Teologia Ascética e Mística: Da Parte da Santíssima Virgem, dos santos e dos anjos na vida cristã (Parte V)
Conclusão: Devoção à Ss. Virgem
Desempenhando Maria papel tão importante em nossa vida
espiritual, devemos ter para com ela grandíssima devoção. Esta palavra quer
dizer dedicação, e dedicação quer dizer, dom em si mesmo. Seremos, pois,
devotos de Maria, se nos dermos completamente a ela, e por ela, a Deus. Nisto
não faremos senão imitar o próprio Deus que se nos dá a nós e nos dá também o
Filho por intermédio de Maria. Daremos a nossa inteligência pela veneração mais
profunda, a nossa vontade pela nossa
confiança mais absoluta, o nosso coração pelo amor mais filial, inteiramente
todo o nosso ser pela imitação mais perfeita, que for possível das suas
virtudes.
Veneração mais profunda: Esta veneração se baseia na
dignidade de Mãe de Deus e nas consequências que daí dimanam. E, com efeito, jamais
nos será possível estimar demasiadamente aquela que o Verbo Encarnado venera
como sua Mãe, que o Pai contempla com amor como sua filha muito amada e que o
Espírito Santo considera como seu templo e predileção. O Pai trata-a com o maior respeito, enviando-lhe
um anjo que a saúda como cheia de graça e pede seu consentimento na obra da
Encarnação, à qual que tão intimamente associar: O Filho respeita-a, ama-a como
sua Mãe e obedece-lhe; o Espírito Santo vem até ela e nela tem as suas
complacências. Venerando Maria não fazemos, pois, senão associar-nos as três
pessoas divinas Pessoas e estimar o que Eles estimam.
Há sem dúvida excessos que é mister evitar, particularmente
tudo aquilo que porventura tendesse colocá-la a par de Deus, ou fazer dela a
fonte da graça. Mas, enquanto a consideramos como criatura, que não tem
grandeza, nem santidade, nem poder senão na medida em que Deus lhe confere, não
há excesso que recear: é Deus que veneramos nela.

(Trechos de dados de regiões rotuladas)
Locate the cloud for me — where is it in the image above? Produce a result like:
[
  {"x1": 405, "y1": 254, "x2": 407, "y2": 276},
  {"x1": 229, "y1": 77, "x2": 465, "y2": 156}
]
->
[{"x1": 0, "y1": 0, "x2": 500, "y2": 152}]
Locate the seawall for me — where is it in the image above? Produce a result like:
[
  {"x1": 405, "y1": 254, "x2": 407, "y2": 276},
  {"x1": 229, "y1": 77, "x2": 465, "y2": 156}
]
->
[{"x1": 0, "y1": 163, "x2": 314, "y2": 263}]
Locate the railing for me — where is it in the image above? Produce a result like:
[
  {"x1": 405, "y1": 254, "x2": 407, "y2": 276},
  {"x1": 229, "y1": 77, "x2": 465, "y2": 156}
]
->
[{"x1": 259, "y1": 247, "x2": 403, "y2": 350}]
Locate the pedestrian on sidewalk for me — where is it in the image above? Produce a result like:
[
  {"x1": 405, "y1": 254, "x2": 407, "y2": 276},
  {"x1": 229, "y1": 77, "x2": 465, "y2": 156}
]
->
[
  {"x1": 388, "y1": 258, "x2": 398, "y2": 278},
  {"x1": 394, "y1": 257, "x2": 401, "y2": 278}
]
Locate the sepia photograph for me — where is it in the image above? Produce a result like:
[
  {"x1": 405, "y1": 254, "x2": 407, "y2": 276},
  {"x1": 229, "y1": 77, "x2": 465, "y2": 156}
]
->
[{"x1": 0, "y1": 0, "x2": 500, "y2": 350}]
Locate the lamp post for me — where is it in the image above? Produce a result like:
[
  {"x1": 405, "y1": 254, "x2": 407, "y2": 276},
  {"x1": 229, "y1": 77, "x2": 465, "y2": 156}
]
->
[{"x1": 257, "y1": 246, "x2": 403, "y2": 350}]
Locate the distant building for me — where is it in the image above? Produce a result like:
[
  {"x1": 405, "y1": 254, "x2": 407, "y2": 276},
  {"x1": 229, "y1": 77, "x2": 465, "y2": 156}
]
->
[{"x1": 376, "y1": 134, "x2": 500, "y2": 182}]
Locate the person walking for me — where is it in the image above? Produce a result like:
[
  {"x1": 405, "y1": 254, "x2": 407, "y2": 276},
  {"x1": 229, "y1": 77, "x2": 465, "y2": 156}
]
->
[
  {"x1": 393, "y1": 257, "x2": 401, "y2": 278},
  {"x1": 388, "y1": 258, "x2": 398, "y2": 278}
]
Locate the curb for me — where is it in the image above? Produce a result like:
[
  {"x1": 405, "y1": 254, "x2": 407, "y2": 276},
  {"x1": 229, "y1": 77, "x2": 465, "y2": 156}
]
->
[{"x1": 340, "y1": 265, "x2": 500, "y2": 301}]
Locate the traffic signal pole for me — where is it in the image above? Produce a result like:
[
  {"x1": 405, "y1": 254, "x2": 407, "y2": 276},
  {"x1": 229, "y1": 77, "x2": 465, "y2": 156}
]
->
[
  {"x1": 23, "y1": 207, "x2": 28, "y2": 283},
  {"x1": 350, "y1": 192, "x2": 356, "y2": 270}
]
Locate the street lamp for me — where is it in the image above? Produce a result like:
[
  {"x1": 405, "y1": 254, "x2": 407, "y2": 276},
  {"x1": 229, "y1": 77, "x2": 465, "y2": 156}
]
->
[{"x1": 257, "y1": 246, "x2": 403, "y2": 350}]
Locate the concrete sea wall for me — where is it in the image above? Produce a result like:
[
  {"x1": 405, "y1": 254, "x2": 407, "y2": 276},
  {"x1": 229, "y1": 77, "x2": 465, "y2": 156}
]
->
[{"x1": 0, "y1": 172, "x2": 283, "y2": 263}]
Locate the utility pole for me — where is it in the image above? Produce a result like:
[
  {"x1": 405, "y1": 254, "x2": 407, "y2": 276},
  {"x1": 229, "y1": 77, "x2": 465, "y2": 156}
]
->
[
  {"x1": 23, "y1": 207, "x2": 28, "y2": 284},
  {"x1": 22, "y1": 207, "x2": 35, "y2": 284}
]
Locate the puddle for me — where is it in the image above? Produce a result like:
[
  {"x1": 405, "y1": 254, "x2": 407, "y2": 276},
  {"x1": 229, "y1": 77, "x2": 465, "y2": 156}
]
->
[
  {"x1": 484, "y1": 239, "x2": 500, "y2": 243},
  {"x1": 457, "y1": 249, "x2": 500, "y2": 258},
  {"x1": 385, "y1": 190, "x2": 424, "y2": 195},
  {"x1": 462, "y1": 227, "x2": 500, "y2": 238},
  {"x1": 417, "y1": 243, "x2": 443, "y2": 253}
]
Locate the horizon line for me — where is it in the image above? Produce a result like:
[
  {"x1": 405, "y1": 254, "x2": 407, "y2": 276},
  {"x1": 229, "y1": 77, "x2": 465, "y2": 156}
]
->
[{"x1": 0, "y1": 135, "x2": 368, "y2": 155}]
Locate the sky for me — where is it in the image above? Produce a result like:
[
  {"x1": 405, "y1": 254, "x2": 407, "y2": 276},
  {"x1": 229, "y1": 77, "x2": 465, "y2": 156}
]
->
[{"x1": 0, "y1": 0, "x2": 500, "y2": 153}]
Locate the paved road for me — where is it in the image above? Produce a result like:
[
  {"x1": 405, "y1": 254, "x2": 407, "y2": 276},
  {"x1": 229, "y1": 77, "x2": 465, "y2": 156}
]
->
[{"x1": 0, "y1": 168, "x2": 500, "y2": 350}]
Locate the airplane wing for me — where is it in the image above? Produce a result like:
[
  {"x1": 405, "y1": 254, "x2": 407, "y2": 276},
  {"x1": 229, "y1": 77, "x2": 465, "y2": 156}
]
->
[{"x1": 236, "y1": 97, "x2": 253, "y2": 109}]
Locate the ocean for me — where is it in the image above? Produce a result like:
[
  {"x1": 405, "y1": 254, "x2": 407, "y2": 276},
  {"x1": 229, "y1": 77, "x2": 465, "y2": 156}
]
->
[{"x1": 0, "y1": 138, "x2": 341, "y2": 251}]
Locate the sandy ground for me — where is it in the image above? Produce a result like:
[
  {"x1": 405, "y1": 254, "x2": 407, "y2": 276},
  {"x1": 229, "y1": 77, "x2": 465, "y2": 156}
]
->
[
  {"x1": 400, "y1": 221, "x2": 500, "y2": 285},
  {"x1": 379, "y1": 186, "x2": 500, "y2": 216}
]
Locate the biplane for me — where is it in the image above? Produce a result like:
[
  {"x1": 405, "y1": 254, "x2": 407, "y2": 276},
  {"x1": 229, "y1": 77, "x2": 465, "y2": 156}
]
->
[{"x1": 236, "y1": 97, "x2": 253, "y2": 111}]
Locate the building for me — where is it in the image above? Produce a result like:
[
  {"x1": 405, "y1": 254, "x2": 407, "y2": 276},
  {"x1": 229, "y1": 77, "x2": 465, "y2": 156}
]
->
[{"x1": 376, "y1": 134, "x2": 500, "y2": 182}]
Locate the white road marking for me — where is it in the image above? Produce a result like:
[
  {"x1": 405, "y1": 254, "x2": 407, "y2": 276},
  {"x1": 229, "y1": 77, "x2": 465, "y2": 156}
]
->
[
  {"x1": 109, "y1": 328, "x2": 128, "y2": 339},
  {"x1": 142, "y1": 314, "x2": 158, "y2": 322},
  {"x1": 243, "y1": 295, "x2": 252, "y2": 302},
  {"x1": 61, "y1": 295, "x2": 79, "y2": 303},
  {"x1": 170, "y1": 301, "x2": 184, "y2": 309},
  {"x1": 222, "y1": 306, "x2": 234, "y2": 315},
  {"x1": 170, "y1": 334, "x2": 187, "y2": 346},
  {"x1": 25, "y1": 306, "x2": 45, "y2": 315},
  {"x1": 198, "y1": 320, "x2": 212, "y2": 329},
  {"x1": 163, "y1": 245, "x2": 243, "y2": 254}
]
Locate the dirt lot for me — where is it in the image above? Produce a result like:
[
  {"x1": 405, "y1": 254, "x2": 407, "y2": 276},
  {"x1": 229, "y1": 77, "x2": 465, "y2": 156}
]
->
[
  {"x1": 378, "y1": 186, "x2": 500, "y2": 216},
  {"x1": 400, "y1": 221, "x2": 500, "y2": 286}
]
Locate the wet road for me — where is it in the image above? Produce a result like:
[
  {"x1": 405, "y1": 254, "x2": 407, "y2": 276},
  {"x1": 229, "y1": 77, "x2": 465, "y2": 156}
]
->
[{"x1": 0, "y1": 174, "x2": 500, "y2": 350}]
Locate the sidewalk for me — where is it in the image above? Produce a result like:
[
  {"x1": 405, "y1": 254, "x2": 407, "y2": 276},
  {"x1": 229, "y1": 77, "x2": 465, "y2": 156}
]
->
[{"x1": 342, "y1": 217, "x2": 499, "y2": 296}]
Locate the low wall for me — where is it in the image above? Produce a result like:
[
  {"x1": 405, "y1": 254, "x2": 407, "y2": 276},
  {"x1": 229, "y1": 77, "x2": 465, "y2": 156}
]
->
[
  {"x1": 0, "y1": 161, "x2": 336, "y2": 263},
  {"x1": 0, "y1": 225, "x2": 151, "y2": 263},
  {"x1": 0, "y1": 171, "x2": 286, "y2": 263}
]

• [INSTRUÇÃO 1]
Copie o trecho sobre a devoção à Virgem, começando em "Veneração mais profunda: Esta" e seguindo até "que Eles estimam.", e nele renomeie "Espírito Santo" como "Paráclito".
• [INSTRUÇÃO 2]
Resuma em duas frases o trecho sobre a devoção à Virgem.
Não é preciso consultar os registros.

• [RESPOSTA CORRETA 1]
Veneração mais profunda: Esta veneração se baseia na
dignidade de Mãe de Deus e nas consequências que daí dimanam. E, com efeito, jamais
nos será possível estimar demasiadamente aquela que o Verbo Encarnado venera
como sua Mãe, que o Pai contempla com amor como sua filha muito amada e que o
Paráclito considera como seu templo e predileção. O Pai trata-a com o maior respeito, enviando-lhe
um anjo que a saúda como cheia de graça e pede seu consentimento na obra da
Encarnação, à qual que tão intimamente associar: O Filho respeita-a, ama-a como
sua Mãe e obedece-lhe; o Paráclito vem até ela e nela tem as suas
complacências. Venerando Maria não fazemos, pois, senão associar-nos as três
pessoas divinas Pessoas e estimar o que Eles estimam.

• [RESPOSTA CORRETA 2]
Como Maria tem papel tão importante na vida espiritual, devemos ter para com ela grandíssima devoção, dando-nos completamente a ela e, por ela, a Deus, pela veneração, pela confiança, pelo amor e pela imitação das suas virtudes. Essa veneração se baseia na sua dignidade de Mãe de Deus e deve evitar o que a coloque a par de Deus ou faça dela a fonte da graça, pois é Deus que veneramos nela.